> **Requisitos do exercício**
#1 Reproduza o trecho da entrevista com Kiko Mascarenhas e Maria Eduarda de Carvalho que começa em "Site Heloisa Tolipan: Para" e segue até "os pontos fortes.".
#2 Segundo a entrevista com Kiko Mascarenhas e Maria Eduarda de Carvalho, em que teatro os dois atores estão apresentando os monólogos?
#3 Dê continuidade à entrevista com Kiko Mascarenhas e Maria Eduarda de Carvalho a partir do ponto em que ela termina.

:: Texto citado

*Por Jeff Lessa
Imagine a seguinte situação: você começa um trabalho novo. Tudo é novidade, os colegas se observam, se tratam com muita educação, talvez até com certa formalidade. Aos poucos, porém, vão se entrosando, conhecendo o ritmo de cada um, descobrindo afinidades, trocando confidências, marcando de se encontrar no fim de semana, se visitando. Almoçam juntos, tomam aquele chope no fim do dia, fofocam sobre um ou outro amigo em comum… Normal. E, quando menos esperam, voilà!, uma grande amizade se forma no meio daquele grupo de pessoas. Uma amizade daquelas que chegam para ficar e duram a vida toda.
Podemos dizer que foi isso que aconteceu com os atores Kiko Mascarenhas e Maria Eduarda de Carvalho. Os dois se conheceram durante as gravações da novela “O Tempo Não Para”, exibida pela Globo entre julho de 2018 e janeiro deste ano no horário das 19h. Eles faziam parte do núcleo de pessoas congeladas num naufrágio ocorrido no século XIX que voltavam à vida nos dias atuais.
Kiko e Duda ficaram tão amigos que, quando ele comprou os direitos de dois monólogos de autores ainda inéditos no Brasil para comemorar seus 35 anos de carreira, fez questão de presentear Eduarda com uma das peças, “Meninas e Meninos”, do inglês Dennis Kelly. Ela é dirigida pelo próprio Kiko e por Daniel Chagas. Para si, reservou “Todas as Coisas Maravilhosas”, dos também ingleses Duncan MacMillan e Joe Donahue, com direção de Fernando Philbert. Juntos, os atores ocuparam o teatro Poeirinha e ficam por lá até o final de julho.
Site Heloisa Tolipan: Para começar, eu queria que vocês contassem como são os monólogos. De que tratam, como desenvolvem os enredos, quais os pontos fortes.
Kiko Marcarenhas: As duas peças tratam de situações que estão acontecendo no dia a dia, no Brasil e no mundo. “Todas as Coisas Maravilhosas” fala de depressão e suicídio, assuntos que as pessoas não comentam. Mas esses temas muito difíceis são encarados de uma maneira leve. Um garoto descobre, com seis anos, que a mãe não se interessa por mais nada na vida. Ela mostra como fazer para se virar e revela que vai se suicidar. Então, ele passa a elaborar listas de coisas maravilhosas para provar para a mãe que a vida vale a pena. Ele passa a vida fazendo listas, que vão mudando conforme se torna adolescente, adulto…
Maria Eduarda de Carvalho: “Meninos e Meninas” apresenta uma mulher contando a história de sua vida profissional e amorosa de uma forma despudorada e totalmente honesta. Começa muito leve e vai tomando rumos inesperados. Não é pesado, mas carrega uma carga poderosa de reflexão. É o tipo de espetáculo que você assiste e passa a noite toda comentando. O monólogo fala do nosso poder de sermos violentos e aborda o machismo de uma forma extremamente original. Nunca tinha feito um espetáculo que exigisse tanto todas as noites. Mergulhar neste texto tem sido uma experiência intensa, por vezes muito doída. Não é fácil estar só em cena contando essa história, mas é fundamental. A importância social deste espetáculo para o Brasil de hoje me dá a certeza de que é preciso resistir e seguir.

::::
:: Material coletado

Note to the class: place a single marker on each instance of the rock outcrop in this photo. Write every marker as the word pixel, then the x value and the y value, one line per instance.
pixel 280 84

::::

> **Tarefas resolvidas**
#1
Site Heloisa Tolipan: Para começar, eu queria que vocês contassem como são os monólogos. De que tratam, como desenvolvem os enredos, quais os pontos fortes.

#2 No teatro Poeirinha.

#3
HT: Kiko, como você conheceu esses textos? Conferiu as peças no exterior?
KM: Tenho um grande parceiro, o Diego Teza, que pesquisa textos pelo mundo. Na verdade, hoje ele é mais que um pesquisador, é um curador. Os representantes dos autores enviam textos para ele avaliar e ele aprova ou não. Primeiro, ele me apresentou “Todas as Coisas Maravilhosas”. Eu nunca tinha feito um monólogo na vida, não imaginava como seria. Gosto de elenco, de conversar no camarim, de me arrumar junto com os outros, de contracenar. Bom, quando ele me mostrou “Meninos e Meninas”, imaginei na hora a Maria Eduarda no papel. Era a cara dela. Ela queria escrever um texto para encenar e esse tinha todos os elementos que estava procurando.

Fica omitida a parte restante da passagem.